** TASK MATERIAL follows **

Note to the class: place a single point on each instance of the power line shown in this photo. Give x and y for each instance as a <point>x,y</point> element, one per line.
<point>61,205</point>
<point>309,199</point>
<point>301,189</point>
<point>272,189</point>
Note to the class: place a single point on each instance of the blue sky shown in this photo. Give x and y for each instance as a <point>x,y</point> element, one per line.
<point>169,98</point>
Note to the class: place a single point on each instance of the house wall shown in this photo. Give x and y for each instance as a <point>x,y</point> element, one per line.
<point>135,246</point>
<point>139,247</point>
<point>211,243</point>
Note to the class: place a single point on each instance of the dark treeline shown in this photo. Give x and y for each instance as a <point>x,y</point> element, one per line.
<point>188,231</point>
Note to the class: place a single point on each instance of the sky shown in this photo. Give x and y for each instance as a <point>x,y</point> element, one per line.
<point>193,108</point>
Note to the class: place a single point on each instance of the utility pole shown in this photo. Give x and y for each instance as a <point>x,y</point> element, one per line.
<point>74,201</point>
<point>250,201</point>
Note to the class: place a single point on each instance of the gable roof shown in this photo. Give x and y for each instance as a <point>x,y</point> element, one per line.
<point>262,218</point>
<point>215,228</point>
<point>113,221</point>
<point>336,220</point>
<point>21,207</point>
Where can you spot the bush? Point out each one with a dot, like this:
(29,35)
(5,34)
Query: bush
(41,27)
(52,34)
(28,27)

** End of TASK MATERIAL **
** TASK MATERIAL follows **

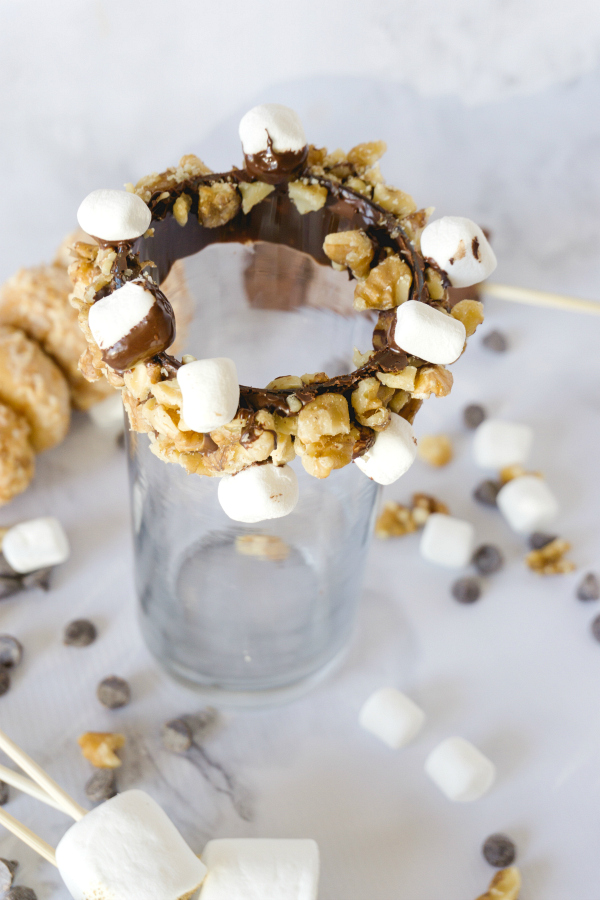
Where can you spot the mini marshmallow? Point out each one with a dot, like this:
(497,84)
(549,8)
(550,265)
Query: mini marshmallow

** End of TASK MATERIAL **

=== TO DO ===
Everything starting at the line containing "Where can you spot the mini" and ending at the line containing "Query: mini marshmallow" in the records above should be repeated exactly, and only that.

=== ANSWER BOX ===
Where can you spot the mini marshmallow? Point out each one with a dot, like this:
(497,84)
(549,8)
(550,265)
Query: mini marshmallow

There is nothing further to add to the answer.